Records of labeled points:
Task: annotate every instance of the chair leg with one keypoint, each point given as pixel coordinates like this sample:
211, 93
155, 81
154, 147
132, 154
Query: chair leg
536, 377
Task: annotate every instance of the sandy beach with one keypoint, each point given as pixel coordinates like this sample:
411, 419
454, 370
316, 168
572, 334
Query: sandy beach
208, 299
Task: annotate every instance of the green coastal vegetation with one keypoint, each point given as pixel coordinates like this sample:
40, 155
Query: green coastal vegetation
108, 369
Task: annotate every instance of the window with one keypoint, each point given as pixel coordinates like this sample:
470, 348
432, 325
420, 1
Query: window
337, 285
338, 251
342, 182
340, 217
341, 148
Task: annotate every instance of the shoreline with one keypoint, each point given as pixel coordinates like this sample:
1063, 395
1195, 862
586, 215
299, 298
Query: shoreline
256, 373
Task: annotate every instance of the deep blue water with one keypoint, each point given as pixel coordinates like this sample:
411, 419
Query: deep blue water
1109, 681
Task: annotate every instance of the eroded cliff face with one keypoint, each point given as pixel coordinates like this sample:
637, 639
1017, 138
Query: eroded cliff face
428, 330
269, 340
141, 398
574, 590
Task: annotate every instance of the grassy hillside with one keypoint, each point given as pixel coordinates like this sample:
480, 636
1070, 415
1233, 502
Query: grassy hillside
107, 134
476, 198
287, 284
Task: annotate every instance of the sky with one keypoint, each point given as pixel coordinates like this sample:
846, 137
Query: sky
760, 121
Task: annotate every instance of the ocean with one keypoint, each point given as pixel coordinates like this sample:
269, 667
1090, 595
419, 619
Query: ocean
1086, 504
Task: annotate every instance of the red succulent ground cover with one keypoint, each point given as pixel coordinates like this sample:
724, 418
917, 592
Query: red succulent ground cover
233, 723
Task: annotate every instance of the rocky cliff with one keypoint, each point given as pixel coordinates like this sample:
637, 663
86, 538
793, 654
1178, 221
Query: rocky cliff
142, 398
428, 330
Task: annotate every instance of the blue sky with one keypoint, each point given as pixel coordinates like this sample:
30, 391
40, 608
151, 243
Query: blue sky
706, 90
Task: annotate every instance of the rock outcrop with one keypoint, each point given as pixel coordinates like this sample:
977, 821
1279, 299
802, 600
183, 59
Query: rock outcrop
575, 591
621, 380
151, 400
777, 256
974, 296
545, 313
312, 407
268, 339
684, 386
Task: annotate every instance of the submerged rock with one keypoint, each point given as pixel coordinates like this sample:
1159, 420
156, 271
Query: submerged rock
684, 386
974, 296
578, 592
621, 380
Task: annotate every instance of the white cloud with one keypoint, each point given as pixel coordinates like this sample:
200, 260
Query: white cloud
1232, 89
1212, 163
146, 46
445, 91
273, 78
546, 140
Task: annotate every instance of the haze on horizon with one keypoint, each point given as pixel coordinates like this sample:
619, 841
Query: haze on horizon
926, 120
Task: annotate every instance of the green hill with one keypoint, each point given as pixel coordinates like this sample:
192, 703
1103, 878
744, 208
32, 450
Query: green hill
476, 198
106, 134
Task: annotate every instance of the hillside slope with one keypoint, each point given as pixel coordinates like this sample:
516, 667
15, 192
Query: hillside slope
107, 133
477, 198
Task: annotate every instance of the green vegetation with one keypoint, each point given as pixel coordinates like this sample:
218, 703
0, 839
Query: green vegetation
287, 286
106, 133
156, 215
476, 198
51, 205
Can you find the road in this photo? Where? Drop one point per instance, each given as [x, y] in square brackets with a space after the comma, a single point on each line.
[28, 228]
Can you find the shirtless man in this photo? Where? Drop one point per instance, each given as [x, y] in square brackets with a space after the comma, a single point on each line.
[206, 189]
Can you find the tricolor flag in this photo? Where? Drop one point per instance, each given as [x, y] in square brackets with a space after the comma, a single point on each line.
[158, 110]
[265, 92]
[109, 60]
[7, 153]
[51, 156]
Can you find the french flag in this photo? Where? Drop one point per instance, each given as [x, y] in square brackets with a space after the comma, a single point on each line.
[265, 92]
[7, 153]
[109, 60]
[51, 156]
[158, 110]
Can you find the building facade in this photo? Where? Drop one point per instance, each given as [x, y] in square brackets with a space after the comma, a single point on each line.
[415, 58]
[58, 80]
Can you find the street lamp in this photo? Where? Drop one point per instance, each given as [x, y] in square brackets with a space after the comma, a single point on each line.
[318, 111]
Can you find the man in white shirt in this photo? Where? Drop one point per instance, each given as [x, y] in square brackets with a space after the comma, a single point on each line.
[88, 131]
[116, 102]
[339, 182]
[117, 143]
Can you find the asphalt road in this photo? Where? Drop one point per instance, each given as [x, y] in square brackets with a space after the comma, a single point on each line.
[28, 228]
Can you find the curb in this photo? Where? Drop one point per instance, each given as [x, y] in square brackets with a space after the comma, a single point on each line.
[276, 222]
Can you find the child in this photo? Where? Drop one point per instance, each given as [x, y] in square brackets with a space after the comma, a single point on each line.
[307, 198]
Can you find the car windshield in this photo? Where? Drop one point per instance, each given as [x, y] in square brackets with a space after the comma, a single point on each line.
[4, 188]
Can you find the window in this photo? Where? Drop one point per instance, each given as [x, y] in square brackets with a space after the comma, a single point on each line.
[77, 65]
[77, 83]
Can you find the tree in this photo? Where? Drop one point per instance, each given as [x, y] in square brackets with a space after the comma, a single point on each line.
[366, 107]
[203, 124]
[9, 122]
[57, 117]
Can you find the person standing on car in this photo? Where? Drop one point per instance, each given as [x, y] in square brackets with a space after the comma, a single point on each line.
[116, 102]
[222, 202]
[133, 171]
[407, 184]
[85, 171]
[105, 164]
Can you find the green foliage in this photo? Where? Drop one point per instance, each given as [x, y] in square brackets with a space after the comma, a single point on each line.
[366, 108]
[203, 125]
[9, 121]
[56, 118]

## What you should do:
Write out every entry again, keeping each line exactly the same.

## Answer to the problem:
Task: annotate every instance of the chair leg with one keypoint, each point given as pixel coordinates like this sample:
211, 93
155, 81
154, 147
132, 154
Query: chair leg
536, 377
Task: annotate every instance of the sandy beach with one keypoint, each point given as pixel coordinates like this sample:
411, 419
454, 370
316, 168
572, 334
Query: sandy beach
208, 299
Task: annotate every instance of the green coastal vegetation with one keypoint, each point given as pixel coordinates like this sample:
40, 155
Query: green coastal vegetation
108, 369
Task: annotate every instance of the window with one keypoint, each point given as pixel coordinates like this sample:
470, 348
432, 325
420, 1
Query: window
337, 285
338, 251
342, 182
340, 217
341, 148
Task: annotate every instance of the shoreline with one keypoint, each point given as pixel coordinates like this sample:
1063, 395
1195, 862
586, 215
299, 298
Query: shoreline
256, 373
Task: annotate every instance of the deep blue water with one keypoint, each point given as pixel coordinates like this sample:
411, 419
Query: deep blue water
1109, 681
Task: annotate every instance of the eroded cliff face with one keypoint, each point given as pixel coordinates like this sample:
637, 639
1017, 138
Query: eroded cliff face
428, 330
269, 340
141, 398
574, 590
Task: annotate every instance of the grassy hillside with one keypoint, each point given as pixel coordinates like this sample:
480, 636
1070, 415
1233, 502
Query: grassy hillside
107, 134
476, 198
287, 284
Task: annotate every instance of the sky with one keypoint, each point given as pixel coordinates like this sample:
846, 137
Query: sky
760, 121
Task: annotate every instance of the ocean with one keypoint, each point given as pixel coordinates like this sample:
269, 667
1090, 595
419, 619
Query: ocean
1086, 504
Task: annotate every instance of the red succulent ground cover with one keypoint, each point given as pixel coordinates like this sample:
724, 418
917, 592
Query: red succulent ground cover
233, 723
Task: annotate every instance of the rocky cliff with one keypoint, each point given as pixel coordinates like this sample:
637, 663
86, 538
793, 654
1178, 221
Query: rocky cliff
142, 398
428, 330
Task: annotate every instance of the blue sky with one keypoint, each point given as pixel coordinates like this sample:
30, 391
40, 608
151, 243
Query: blue sky
706, 90
Task: annotate every instance of the rock outcrop with one keypoint, each point given as pixel coordinates like this sample:
977, 821
1279, 299
802, 600
183, 59
Query: rock outcrop
575, 591
621, 380
151, 400
777, 256
974, 296
545, 313
312, 407
268, 339
684, 386
Task: annotate every instance of the submerged rock with one keypoint, each point given as pixel coordinates like this sample:
1159, 420
156, 271
Query: submerged rock
684, 386
974, 296
578, 592
621, 380
Task: annotate every instance of the white cloud with one keypoint, each point given as pixel coordinates like this sample:
200, 260
Query: white cloud
1232, 89
1212, 163
146, 46
445, 91
273, 78
546, 140
Task: annotate every instance of the haze on horizon with one keypoint, each point given as pixel coordinates like this sample:
619, 841
Query: haze on horizon
926, 120
Task: annotate every instance of the green hill with one keypoint, each point given as pixel coordinates like this sample:
192, 703
1103, 878
744, 208
32, 450
Query: green hill
476, 198
106, 134
Task: annotate every instance of the hillside slope with one keypoint, each point given as pixel coordinates like this sample:
516, 667
15, 192
Query: hillside slope
107, 133
477, 198
Task: annotate every instance of the green vegetation with one keypoint, each point given as pixel coordinates like this sample:
218, 703
0, 839
Query: green vegetation
287, 286
106, 133
156, 215
476, 198
51, 205
Can you find the road in this photo? Where? Drop one point per instance, each given as [x, y] in square brackets with a space after the comma, a single point on each line.
[28, 228]
Can you find the shirtless man in this photo? Where? Drop one point per instance, each given as [x, y] in square brackets with a space after the comma, a single point on each line.
[206, 189]
Can you find the tricolor flag in this photo? Where? Drop one point per instance, each given as [x, y] in square brackets with a space after the comma, a single point on each line.
[158, 110]
[265, 92]
[109, 60]
[7, 153]
[51, 156]
Can you find the french flag in this photo? Where? Drop one point per instance, each given as [x, y] in square brackets with a space after the comma, a single point on each line.
[265, 92]
[7, 153]
[109, 60]
[51, 156]
[158, 110]
Can you find the building facade in this photo? Where? Drop one point per instance, each given as [x, y] in square brackets with a space after the comma, a single point on each line.
[415, 58]
[58, 80]
Can you find the street lamp in this photo? Where? Drop one point per instance, each given as [x, y] in square brackets with a space after the comma, a single point on each line.
[318, 111]
Can you find the man in white shirt in this photo? Where? Drop one point per instance, each given as [x, y] in square brackets with a space after the comma, a single point on each line.
[88, 131]
[116, 102]
[339, 182]
[117, 143]
Can you find the asphalt road in this photo? Where? Drop one point per instance, each given as [x, y] in square brackets with a space after the comma, a single point on each line.
[28, 228]
Can you find the curb in this photo? Where? Drop one point per instance, each given as [x, y] in square brackets with a space after the comma, a single point on each line.
[276, 222]
Can you find the child in this photo? Where? Drop one point per instance, each given as [x, y] in square brackets with a space after the comma, a single point on each line.
[307, 198]
Can you find the car windshield in this photo? Where? Drop one point per instance, each given as [x, y] in square brackets with a space after the comma, a single point on each line.
[4, 188]
Can you find the window in this photo? Where? Drop one point per instance, each given as [x, y] in square brackets with a space after the comma, a single point on each line.
[77, 65]
[77, 83]
Can you find the tree in this photo? Where? Drop one point per instance, each given as [x, y] in square brackets with a space after the comma, a single point on each line.
[366, 107]
[203, 124]
[9, 122]
[57, 117]
Can you find the person standing on car in this photo? Where? Drop one point per instance, each given as [x, y] in square brackets with a space after the comma, a single point on each line.
[116, 102]
[222, 202]
[133, 171]
[407, 184]
[85, 171]
[105, 164]
Can you find the green foliage in this photo? Where? Drop one point per instance, each given as [x, y] in square brackets with a space after the comma, a single point on each line.
[366, 108]
[203, 125]
[9, 121]
[56, 118]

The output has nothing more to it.